**Written exercise**.
Edit the material below by replacing "straight edges" with "straight sides" and leaving everything else unchanged.
-- START Provided data --
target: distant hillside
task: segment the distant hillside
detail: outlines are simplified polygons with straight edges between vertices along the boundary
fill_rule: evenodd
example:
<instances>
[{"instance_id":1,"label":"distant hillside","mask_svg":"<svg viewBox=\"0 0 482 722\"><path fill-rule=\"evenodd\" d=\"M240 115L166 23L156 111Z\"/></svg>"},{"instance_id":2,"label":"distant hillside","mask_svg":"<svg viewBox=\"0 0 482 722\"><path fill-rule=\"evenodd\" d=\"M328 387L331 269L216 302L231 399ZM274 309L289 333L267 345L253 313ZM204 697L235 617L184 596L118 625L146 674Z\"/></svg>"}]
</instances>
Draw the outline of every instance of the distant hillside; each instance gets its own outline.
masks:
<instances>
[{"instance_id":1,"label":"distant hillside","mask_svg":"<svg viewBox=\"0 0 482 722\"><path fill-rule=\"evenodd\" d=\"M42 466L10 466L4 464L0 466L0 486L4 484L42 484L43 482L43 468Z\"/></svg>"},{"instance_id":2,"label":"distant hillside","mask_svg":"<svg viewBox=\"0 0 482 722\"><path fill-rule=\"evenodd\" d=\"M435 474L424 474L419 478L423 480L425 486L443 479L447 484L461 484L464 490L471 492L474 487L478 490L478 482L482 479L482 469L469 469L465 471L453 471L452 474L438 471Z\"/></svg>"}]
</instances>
-- END Provided data --
**Answer to this exercise**.
target: distant hillside
task: segment the distant hillside
detail: outlines are simplified polygons with straight sides between vertices along the boundary
fill_rule: evenodd
example:
<instances>
[{"instance_id":1,"label":"distant hillside","mask_svg":"<svg viewBox=\"0 0 482 722\"><path fill-rule=\"evenodd\" d=\"M240 115L166 23L156 111Z\"/></svg>"},{"instance_id":2,"label":"distant hillside","mask_svg":"<svg viewBox=\"0 0 482 722\"><path fill-rule=\"evenodd\" d=\"M328 387L331 269L216 302L231 399ZM274 309L289 333L267 345L253 313ZM204 697L235 617L184 596L118 625L146 674Z\"/></svg>"}]
</instances>
Draw the outline of every instance of the distant hillside; each instance gets its own outline.
masks:
<instances>
[{"instance_id":1,"label":"distant hillside","mask_svg":"<svg viewBox=\"0 0 482 722\"><path fill-rule=\"evenodd\" d=\"M42 466L10 466L4 464L0 466L0 486L4 484L42 484L43 482L43 468Z\"/></svg>"},{"instance_id":2,"label":"distant hillside","mask_svg":"<svg viewBox=\"0 0 482 722\"><path fill-rule=\"evenodd\" d=\"M435 474L424 474L419 478L423 480L425 486L443 479L447 484L461 484L464 490L471 492L474 487L478 490L478 482L482 479L482 469L469 469L465 471L453 471L452 474L438 471Z\"/></svg>"}]
</instances>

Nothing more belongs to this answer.